- **What needs to be done**
Count how many lines in the entries below contain the string "white", treating uppercase and lowercase as different, and reply with that number only.

··· Items ···

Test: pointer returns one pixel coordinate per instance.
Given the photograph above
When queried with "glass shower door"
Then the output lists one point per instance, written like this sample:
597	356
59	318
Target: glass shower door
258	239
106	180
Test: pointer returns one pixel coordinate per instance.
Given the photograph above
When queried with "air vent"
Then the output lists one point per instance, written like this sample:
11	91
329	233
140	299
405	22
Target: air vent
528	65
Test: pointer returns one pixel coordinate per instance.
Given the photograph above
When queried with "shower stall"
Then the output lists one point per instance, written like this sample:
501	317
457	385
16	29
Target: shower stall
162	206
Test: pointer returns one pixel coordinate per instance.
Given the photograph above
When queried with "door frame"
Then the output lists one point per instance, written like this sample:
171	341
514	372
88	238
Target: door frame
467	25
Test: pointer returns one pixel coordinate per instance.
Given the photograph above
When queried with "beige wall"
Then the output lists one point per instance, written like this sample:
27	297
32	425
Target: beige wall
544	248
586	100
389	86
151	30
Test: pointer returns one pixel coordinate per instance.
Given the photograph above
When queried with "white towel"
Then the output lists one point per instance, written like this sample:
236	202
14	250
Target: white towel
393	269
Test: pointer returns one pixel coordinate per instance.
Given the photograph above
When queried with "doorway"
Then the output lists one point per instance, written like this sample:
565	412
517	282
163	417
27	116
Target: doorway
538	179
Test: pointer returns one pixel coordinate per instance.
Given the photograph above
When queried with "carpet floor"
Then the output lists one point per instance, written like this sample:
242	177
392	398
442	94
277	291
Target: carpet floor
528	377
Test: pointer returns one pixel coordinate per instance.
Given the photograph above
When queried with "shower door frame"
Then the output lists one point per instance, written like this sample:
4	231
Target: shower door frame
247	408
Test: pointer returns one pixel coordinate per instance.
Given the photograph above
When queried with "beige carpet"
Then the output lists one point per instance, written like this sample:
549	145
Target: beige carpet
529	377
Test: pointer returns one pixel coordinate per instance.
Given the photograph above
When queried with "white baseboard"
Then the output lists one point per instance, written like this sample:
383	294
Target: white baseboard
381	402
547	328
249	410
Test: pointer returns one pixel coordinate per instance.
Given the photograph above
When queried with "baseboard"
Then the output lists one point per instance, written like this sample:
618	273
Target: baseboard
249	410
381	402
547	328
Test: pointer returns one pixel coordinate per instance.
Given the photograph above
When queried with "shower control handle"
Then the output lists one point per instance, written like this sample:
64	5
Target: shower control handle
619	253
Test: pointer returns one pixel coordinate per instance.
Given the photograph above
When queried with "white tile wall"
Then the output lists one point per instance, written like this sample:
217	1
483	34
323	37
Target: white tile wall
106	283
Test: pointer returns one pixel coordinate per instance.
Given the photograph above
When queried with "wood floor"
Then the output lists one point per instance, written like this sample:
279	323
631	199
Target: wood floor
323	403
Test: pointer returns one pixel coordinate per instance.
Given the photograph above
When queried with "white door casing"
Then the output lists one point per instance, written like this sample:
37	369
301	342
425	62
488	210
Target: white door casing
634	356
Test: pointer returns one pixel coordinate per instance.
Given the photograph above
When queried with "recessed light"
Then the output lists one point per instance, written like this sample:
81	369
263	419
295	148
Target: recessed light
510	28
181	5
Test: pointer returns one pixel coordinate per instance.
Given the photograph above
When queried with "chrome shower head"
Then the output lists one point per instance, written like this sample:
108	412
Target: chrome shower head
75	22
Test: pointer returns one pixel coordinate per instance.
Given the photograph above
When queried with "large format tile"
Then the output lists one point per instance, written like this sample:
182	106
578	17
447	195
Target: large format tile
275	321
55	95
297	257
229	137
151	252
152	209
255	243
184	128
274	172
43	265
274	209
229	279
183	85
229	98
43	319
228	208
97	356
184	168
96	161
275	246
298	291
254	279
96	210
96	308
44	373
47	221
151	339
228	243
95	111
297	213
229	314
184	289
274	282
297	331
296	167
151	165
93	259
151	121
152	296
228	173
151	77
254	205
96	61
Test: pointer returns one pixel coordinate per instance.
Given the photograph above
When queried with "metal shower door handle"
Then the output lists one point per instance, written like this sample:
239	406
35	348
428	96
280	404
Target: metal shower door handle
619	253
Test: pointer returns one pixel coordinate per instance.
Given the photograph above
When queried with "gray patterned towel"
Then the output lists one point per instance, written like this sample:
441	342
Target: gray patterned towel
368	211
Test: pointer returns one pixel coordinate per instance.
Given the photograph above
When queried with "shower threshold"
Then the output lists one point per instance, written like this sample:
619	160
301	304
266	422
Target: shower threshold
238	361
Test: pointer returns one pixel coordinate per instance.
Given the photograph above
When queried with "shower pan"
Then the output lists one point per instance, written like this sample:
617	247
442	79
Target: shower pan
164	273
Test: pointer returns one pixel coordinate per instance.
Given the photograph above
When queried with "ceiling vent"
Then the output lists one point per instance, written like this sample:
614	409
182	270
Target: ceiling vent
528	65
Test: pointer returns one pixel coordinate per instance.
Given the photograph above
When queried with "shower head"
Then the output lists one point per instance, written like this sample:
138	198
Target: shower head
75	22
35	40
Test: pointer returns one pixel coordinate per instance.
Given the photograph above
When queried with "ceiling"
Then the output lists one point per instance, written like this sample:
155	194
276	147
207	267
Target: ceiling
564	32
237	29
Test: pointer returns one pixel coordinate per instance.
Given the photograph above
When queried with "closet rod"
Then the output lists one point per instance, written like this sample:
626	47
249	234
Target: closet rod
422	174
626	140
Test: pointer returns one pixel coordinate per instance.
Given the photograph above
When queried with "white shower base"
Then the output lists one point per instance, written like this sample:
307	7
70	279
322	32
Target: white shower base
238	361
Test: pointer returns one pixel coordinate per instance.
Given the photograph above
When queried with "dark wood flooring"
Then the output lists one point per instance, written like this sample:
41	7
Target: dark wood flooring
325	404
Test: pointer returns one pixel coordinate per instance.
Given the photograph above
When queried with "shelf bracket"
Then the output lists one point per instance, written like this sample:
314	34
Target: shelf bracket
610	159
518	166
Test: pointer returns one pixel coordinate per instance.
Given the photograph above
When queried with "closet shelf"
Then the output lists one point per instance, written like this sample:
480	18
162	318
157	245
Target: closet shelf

···

- **Result for this exercise**
10